*** Block opens ***

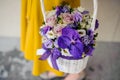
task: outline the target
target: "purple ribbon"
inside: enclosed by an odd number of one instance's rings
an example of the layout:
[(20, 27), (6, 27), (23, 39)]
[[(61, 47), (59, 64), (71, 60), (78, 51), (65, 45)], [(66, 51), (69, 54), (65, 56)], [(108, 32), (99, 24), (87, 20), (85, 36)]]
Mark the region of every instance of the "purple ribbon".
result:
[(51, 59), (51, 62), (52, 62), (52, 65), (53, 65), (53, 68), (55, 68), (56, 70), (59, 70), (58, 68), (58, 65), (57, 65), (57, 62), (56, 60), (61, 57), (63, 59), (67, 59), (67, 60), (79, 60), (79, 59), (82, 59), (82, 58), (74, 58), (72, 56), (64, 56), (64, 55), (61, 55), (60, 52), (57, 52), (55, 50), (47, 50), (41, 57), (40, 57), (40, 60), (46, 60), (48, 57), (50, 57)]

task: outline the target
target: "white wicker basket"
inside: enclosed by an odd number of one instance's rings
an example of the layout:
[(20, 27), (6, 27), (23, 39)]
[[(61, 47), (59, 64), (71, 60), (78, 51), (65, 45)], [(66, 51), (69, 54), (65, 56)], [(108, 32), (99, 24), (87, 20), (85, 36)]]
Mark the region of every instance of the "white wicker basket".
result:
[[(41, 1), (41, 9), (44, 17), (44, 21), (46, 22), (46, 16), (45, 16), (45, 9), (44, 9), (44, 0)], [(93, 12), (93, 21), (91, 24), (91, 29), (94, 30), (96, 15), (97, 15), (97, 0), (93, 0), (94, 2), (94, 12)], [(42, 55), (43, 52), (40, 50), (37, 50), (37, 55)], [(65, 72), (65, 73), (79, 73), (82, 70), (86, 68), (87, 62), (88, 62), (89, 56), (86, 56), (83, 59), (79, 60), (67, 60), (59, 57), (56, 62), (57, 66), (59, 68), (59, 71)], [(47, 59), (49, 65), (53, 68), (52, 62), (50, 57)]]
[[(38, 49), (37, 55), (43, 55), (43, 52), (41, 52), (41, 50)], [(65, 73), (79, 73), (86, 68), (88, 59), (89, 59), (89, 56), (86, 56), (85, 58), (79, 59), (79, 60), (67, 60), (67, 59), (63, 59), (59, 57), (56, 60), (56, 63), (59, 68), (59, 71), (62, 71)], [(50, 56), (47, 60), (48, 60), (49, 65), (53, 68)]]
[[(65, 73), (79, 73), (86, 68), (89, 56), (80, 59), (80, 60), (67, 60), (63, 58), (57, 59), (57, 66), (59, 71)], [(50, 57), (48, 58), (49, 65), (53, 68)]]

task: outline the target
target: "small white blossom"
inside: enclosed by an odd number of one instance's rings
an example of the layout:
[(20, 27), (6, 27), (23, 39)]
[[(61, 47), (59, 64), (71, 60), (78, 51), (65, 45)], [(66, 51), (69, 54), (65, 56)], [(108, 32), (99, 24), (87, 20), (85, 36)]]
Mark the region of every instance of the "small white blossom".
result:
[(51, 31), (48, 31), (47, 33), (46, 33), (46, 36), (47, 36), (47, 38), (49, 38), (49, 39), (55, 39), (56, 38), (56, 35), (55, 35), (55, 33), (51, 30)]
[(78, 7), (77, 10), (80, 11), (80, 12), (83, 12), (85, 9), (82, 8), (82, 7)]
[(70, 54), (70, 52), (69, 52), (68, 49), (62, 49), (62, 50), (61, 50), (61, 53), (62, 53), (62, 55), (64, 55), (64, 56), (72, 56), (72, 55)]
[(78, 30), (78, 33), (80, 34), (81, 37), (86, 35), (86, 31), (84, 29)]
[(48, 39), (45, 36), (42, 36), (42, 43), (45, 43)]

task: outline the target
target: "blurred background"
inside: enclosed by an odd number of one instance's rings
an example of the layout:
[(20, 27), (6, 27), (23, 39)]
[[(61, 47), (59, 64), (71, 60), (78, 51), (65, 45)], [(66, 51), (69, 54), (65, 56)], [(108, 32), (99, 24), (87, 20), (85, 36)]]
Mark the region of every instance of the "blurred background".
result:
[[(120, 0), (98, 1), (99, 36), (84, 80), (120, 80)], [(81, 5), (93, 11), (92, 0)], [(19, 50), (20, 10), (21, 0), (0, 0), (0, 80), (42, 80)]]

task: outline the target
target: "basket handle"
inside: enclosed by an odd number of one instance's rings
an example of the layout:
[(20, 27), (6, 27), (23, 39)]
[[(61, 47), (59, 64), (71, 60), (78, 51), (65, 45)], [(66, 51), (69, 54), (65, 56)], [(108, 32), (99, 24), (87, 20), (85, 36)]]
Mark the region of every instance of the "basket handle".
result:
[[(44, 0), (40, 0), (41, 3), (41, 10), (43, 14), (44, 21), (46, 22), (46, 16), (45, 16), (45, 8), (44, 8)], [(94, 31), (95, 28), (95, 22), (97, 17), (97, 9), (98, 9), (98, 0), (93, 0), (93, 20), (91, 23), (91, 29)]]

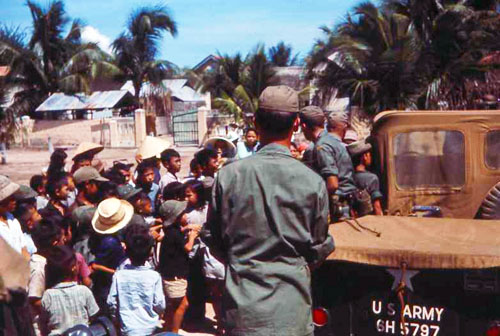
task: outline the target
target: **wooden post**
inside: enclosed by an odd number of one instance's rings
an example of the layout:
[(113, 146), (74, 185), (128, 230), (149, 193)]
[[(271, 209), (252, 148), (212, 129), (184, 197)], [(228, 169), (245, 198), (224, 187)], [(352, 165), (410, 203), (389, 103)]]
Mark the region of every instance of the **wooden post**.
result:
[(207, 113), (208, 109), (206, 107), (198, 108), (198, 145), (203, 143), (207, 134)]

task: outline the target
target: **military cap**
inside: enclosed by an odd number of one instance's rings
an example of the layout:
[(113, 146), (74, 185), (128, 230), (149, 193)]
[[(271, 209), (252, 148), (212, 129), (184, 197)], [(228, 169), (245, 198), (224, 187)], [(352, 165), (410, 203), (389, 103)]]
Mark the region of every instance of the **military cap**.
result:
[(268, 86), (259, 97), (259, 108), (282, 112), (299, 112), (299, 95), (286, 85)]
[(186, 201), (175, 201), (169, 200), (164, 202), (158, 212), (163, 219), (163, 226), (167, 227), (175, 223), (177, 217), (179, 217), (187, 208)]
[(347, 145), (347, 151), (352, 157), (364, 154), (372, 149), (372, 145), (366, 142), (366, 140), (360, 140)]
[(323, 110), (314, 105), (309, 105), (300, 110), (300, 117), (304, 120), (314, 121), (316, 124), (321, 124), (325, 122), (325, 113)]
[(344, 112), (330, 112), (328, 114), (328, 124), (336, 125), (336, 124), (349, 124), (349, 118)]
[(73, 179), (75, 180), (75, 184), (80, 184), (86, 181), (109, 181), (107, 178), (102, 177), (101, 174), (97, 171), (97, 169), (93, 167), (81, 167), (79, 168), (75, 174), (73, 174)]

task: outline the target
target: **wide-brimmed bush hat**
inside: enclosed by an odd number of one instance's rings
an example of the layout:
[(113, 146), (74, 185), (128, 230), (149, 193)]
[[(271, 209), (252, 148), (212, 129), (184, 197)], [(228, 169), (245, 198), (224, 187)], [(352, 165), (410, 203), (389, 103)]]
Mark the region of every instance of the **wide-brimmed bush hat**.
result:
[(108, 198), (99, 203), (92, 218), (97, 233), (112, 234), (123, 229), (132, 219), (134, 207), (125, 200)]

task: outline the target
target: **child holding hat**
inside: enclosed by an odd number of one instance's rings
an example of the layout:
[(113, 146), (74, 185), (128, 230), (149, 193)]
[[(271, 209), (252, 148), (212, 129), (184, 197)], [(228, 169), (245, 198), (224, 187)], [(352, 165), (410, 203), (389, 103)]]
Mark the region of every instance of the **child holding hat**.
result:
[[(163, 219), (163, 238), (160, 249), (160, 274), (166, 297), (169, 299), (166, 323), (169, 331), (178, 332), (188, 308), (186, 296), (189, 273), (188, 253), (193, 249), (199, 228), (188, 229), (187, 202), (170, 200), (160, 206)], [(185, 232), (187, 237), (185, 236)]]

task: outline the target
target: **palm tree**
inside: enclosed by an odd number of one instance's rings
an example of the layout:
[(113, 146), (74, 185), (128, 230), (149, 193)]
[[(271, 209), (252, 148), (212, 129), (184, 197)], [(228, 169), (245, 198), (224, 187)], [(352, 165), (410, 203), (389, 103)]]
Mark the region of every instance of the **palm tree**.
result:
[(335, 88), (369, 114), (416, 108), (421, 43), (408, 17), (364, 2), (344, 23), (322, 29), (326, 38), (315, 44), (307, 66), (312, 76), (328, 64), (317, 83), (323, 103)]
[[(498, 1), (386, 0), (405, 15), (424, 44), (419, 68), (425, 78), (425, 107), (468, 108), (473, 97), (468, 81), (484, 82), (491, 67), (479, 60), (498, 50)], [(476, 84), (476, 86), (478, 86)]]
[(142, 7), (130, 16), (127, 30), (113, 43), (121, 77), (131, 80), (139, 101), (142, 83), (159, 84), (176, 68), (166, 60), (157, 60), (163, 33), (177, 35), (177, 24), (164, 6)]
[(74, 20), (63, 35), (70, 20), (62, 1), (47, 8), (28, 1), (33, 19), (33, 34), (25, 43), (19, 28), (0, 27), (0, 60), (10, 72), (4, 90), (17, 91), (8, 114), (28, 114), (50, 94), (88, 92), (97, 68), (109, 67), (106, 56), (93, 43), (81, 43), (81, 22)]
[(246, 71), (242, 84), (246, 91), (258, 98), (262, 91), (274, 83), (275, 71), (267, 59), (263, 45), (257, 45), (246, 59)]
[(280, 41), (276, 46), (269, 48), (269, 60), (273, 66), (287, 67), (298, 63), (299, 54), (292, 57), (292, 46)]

*** Block closes ***

For the data above, state how many lines contain "basket"; the number is the whole answer.

4